* Goal
Write out every line of the records below as a numbered list, skipping blank lines and leaving out the pictures.

* Supplied material
** start **
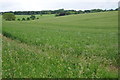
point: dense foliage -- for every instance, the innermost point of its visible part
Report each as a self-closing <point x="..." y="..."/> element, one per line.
<point x="75" y="46"/>
<point x="68" y="12"/>
<point x="9" y="16"/>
** end **
* Task result
1. point: dense foliage -- for every instance, the innermost point of its visible part
2. Report each as a self-closing <point x="..." y="..."/> element, one per line.
3. <point x="75" y="46"/>
4. <point x="68" y="12"/>
5. <point x="9" y="16"/>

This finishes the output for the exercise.